→ **RECORDS FOR THIS EXERCISE**
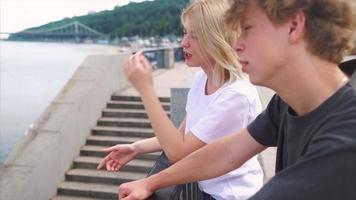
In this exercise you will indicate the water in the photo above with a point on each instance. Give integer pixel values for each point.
(31, 75)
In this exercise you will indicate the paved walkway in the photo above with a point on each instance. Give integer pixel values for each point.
(182, 76)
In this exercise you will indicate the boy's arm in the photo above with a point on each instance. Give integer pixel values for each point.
(212, 160)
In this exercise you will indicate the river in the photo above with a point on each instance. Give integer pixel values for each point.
(31, 75)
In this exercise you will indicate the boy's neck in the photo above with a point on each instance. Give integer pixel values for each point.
(306, 85)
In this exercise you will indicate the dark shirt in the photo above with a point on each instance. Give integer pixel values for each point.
(316, 152)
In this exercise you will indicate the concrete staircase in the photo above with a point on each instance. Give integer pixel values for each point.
(123, 121)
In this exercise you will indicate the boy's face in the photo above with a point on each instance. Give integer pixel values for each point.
(262, 47)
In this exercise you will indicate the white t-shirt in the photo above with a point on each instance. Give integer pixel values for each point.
(209, 117)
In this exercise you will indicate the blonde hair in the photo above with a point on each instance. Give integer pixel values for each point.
(330, 24)
(214, 37)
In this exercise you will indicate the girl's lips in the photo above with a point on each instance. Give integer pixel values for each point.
(187, 55)
(244, 65)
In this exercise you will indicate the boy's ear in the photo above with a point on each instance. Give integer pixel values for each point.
(296, 26)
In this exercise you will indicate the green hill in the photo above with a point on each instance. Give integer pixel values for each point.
(148, 18)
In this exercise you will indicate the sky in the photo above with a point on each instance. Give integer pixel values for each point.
(17, 15)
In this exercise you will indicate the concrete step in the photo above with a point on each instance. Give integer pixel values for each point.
(122, 131)
(124, 122)
(135, 98)
(79, 189)
(130, 113)
(136, 165)
(96, 151)
(102, 176)
(110, 140)
(132, 105)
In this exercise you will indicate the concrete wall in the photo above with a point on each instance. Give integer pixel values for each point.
(37, 164)
(178, 102)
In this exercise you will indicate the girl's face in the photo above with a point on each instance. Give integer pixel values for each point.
(193, 55)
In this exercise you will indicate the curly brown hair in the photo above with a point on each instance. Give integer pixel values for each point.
(330, 24)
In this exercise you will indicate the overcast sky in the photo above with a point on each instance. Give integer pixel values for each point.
(17, 15)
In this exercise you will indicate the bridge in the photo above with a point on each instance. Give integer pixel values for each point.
(74, 31)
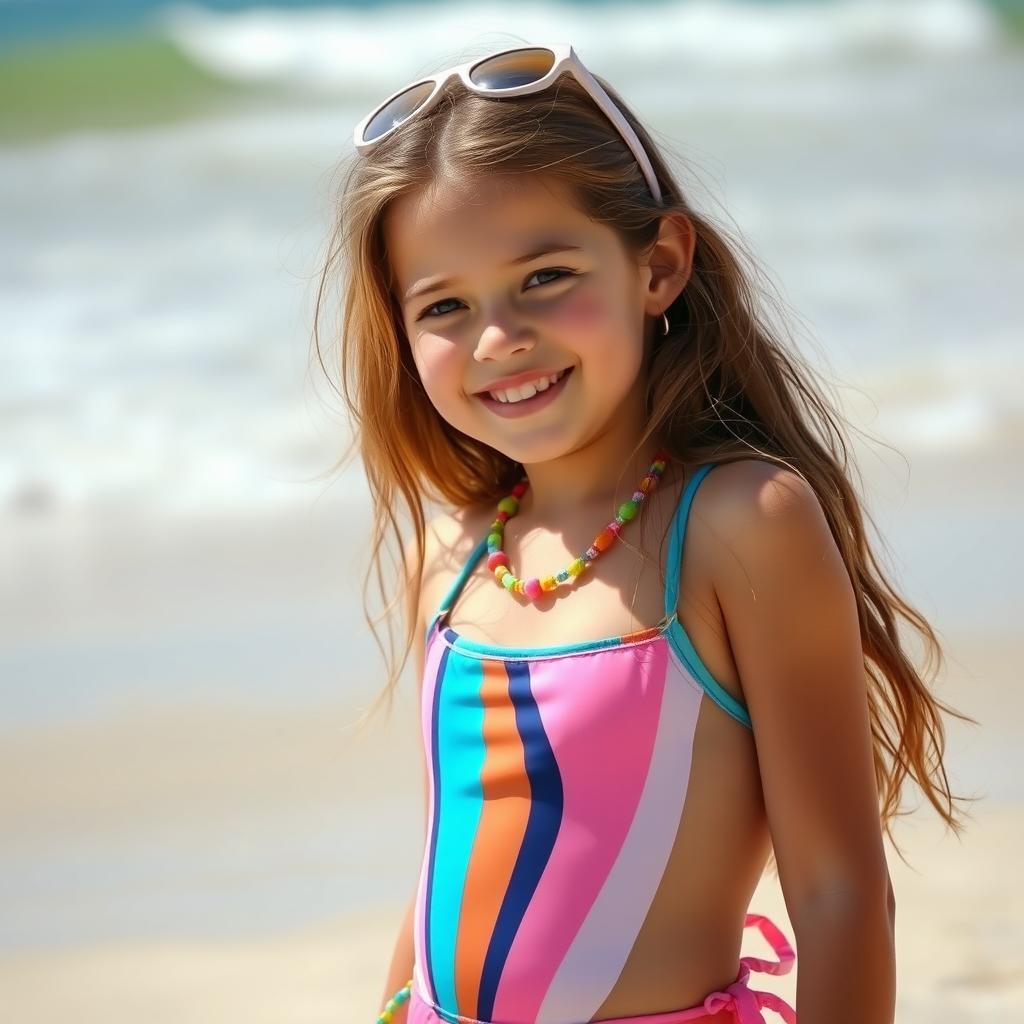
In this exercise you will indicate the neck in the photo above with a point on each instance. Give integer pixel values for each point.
(603, 473)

→ **WHAT THE TASK ASKS**
Search the data for "In this exercise you will indicate the neck". Beginning with that line, set down every line through the last exactly.

→ **EXPECTED ANSWER**
In this exercise you will indicate the neck in the photo above with a point on each instance. Give integer pixel values for each point.
(603, 473)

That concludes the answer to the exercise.